» Document segment:
The Canadian economy added 55,000 jobs in December before COVID-19 cases began spiking at the end of the month, Statistics Canada said Friday.
The agency said in its labour force survey that the increase in the number of people working came as the unemployment rate edged down to 5.9 per cent compared with 6.0 per cent in November.
It was the lowest unemployment rate since February 2020 before the pandemic when it was 5.7 per cent.
The report was based on survey results done during the week of Dec. 5 to 11, before the public health restrictions put in place to slow the latest surge in COVID-19 cases.
The highly transmissible Omicron variant has fuelled a massive spike in COVID-19 cases and prompted a return to restrictions in many parts of the country that have forced many businesses to temporarily close or curtail operations.
Stephen Brown, senior Canada economist at Capital Economics, said while the December report was positive, it seems inevitable that employment will fall in January due to the latest round of restrictions.
“The drop in restaurant visits alone is already consistent with a decline in accommodation and food services employment of 100,000, and it is likely that employment across the other high-contact service sectors will also weaken,” Brown wrote in a report.
The overall increase in jobs in December was due to a gain in full-time jobs of 123,000, while part-time employment fell by 68,000 for the month.
Average hourly wages were up 2.7 per cent compared with a year earlier.
The gain in jobs in December was driven by the construction and educational services industries.
The construction industry added 27,000 jobs for the month, its first increase since August, however the sector still remains 41,000 below its pre-COVID-19 February 2020 mark.
Educational services gained 17,000 jobs in December.

» Supplied entries:
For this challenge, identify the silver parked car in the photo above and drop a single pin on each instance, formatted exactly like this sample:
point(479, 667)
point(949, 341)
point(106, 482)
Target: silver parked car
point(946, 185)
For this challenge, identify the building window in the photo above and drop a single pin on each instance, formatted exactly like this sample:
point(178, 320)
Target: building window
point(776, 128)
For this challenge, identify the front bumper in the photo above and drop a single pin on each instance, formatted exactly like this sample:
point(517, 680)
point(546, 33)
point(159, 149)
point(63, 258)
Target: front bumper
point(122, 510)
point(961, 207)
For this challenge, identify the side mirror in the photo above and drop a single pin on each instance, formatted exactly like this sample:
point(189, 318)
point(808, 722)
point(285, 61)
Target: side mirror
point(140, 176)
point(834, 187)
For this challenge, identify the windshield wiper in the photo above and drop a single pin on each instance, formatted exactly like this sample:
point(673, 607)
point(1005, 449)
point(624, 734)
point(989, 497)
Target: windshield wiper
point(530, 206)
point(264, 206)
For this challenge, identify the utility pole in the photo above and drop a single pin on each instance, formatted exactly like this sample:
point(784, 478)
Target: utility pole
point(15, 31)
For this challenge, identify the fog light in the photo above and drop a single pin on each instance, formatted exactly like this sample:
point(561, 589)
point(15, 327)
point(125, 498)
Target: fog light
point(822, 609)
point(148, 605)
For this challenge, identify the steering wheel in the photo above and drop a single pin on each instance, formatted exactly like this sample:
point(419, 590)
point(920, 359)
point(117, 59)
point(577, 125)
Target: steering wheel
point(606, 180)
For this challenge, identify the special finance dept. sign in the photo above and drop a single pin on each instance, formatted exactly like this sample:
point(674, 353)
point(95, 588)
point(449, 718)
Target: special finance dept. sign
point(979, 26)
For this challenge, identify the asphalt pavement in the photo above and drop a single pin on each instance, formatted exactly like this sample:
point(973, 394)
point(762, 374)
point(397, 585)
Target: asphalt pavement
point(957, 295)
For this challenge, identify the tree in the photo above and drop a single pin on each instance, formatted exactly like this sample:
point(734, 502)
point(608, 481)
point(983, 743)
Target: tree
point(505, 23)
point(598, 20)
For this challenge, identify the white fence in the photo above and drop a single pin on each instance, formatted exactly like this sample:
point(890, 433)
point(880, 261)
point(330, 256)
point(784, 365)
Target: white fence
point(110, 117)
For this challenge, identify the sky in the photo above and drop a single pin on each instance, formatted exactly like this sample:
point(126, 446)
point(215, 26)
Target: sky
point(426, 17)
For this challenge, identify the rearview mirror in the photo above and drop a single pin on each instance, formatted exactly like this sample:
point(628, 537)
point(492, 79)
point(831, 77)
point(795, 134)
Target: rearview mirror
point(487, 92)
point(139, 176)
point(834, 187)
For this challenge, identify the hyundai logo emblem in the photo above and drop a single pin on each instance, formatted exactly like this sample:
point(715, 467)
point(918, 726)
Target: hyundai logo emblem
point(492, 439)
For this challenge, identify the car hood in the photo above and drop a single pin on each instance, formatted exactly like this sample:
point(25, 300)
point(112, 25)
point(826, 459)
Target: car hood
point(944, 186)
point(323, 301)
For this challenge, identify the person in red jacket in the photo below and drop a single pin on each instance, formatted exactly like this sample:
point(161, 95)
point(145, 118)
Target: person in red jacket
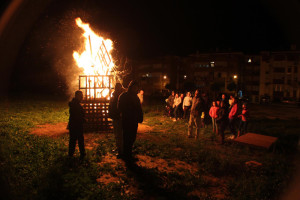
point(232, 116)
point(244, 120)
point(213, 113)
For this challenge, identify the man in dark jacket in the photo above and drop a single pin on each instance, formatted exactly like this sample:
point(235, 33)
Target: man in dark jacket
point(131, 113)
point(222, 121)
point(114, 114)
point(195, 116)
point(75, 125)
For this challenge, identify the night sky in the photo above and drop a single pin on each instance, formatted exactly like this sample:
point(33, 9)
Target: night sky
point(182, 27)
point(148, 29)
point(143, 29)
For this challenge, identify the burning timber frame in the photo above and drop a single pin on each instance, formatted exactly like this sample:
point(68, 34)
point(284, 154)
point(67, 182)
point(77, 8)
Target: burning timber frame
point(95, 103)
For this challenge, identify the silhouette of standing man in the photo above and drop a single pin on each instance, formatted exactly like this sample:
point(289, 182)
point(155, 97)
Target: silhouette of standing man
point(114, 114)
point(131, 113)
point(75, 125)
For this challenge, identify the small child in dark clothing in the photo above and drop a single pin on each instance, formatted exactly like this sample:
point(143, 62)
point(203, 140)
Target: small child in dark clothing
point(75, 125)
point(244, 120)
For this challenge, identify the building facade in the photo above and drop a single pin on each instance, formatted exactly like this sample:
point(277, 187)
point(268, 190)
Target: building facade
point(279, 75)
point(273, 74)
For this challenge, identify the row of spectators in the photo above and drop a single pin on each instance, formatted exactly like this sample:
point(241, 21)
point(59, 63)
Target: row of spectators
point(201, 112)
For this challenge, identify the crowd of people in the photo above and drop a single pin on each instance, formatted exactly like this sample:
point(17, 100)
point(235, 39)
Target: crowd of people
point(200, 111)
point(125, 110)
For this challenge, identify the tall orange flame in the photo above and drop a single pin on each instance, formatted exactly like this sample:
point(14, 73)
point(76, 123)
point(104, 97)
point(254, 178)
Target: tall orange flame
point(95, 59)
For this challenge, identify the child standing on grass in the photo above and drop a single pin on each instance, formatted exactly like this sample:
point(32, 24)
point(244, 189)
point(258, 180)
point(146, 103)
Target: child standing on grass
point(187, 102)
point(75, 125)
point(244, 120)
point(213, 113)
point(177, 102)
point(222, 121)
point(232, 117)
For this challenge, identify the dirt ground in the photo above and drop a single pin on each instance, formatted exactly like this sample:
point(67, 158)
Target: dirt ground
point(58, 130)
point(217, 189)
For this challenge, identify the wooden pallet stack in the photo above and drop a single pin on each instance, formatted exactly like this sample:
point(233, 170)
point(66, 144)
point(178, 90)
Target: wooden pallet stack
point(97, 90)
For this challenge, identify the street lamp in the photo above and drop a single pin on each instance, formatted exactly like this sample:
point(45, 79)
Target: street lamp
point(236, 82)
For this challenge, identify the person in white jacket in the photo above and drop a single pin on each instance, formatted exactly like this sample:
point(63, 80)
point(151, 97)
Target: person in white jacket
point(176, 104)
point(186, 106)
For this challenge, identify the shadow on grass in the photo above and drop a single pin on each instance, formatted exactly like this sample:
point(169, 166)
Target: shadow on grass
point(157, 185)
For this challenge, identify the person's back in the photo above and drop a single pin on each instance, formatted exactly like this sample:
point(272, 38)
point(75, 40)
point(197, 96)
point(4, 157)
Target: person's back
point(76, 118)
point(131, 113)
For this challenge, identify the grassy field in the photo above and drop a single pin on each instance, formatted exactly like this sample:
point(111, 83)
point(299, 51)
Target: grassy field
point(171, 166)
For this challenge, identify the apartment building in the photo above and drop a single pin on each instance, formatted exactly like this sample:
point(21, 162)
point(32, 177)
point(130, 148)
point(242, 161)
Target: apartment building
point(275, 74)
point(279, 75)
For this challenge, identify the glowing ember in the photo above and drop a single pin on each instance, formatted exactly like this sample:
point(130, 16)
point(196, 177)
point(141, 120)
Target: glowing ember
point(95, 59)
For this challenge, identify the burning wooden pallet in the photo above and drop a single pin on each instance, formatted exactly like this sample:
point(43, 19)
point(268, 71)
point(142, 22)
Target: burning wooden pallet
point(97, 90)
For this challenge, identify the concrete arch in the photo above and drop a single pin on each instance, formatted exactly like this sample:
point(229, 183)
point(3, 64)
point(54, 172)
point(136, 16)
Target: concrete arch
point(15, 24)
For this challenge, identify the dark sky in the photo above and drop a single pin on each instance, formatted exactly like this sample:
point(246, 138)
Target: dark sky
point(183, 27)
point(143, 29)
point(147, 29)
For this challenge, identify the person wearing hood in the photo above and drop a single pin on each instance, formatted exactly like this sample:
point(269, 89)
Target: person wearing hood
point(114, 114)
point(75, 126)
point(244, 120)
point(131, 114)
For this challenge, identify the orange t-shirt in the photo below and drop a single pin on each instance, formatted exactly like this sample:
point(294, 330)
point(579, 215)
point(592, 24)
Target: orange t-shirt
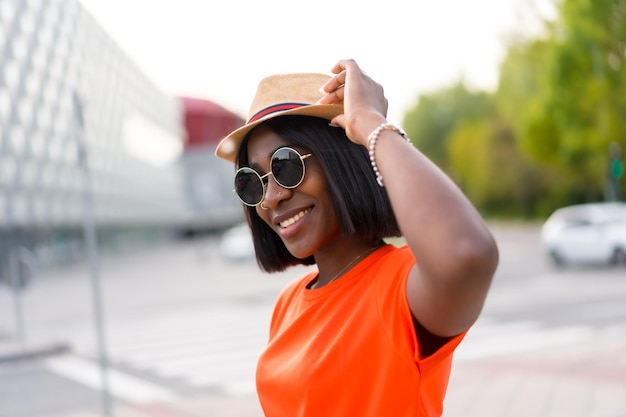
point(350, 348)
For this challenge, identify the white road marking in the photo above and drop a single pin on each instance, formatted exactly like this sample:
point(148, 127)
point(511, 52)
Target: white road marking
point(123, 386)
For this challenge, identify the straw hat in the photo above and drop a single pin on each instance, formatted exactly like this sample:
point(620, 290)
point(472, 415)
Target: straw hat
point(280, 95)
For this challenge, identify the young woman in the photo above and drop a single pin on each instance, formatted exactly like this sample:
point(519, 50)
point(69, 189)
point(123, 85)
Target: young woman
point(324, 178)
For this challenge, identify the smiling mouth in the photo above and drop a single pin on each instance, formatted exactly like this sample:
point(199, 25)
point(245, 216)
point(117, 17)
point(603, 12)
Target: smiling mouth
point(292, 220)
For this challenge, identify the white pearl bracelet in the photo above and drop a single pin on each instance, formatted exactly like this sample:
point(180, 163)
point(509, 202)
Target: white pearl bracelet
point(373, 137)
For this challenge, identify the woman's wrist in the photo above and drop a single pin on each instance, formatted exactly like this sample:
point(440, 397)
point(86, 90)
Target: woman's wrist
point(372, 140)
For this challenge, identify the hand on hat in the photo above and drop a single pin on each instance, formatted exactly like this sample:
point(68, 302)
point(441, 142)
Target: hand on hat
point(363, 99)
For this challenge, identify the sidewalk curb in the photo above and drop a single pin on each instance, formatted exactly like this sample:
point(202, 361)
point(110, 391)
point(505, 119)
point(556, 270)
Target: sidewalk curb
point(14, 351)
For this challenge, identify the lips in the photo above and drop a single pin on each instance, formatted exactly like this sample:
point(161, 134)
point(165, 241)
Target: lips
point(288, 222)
---
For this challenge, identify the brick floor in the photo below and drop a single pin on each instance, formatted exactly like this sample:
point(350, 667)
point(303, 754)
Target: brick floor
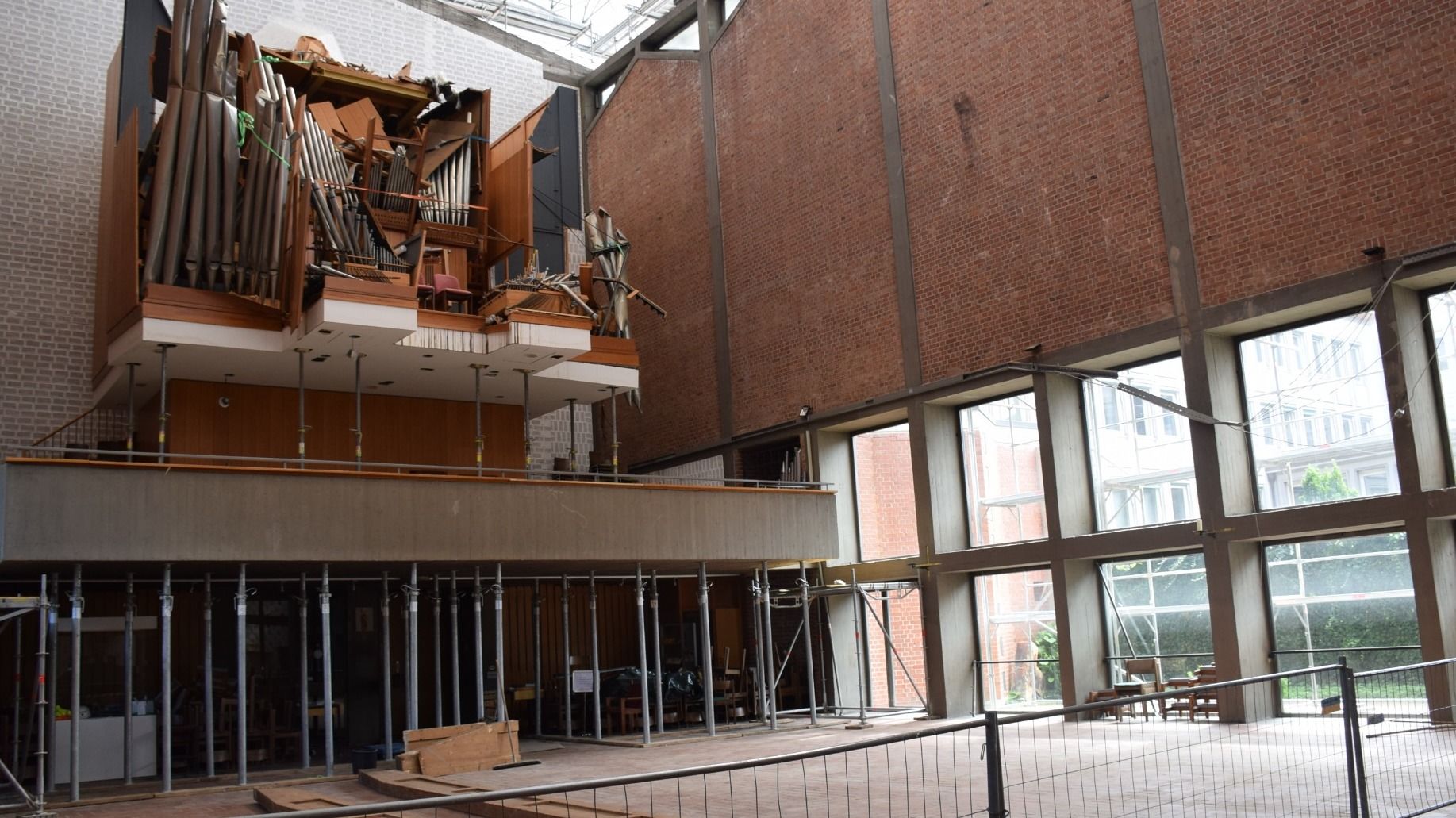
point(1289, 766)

» Aim of the task:
Reproduce word for word everything in the article on Canada's December employment figures, from "Stephen Brown, senior" down to "in a report.".

» Task solution:
Stephen Brown, senior Canada economist at Capital Economics, said while the December report was positive, it seems inevitable that employment will fall in January due to the latest round of restrictions.
“The drop in restaurant visits alone is already consistent with a decline in accommodation and food services employment of 100,000, and it is likely that employment across the other high-contact service sectors will also weaken,” Brown wrote in a report.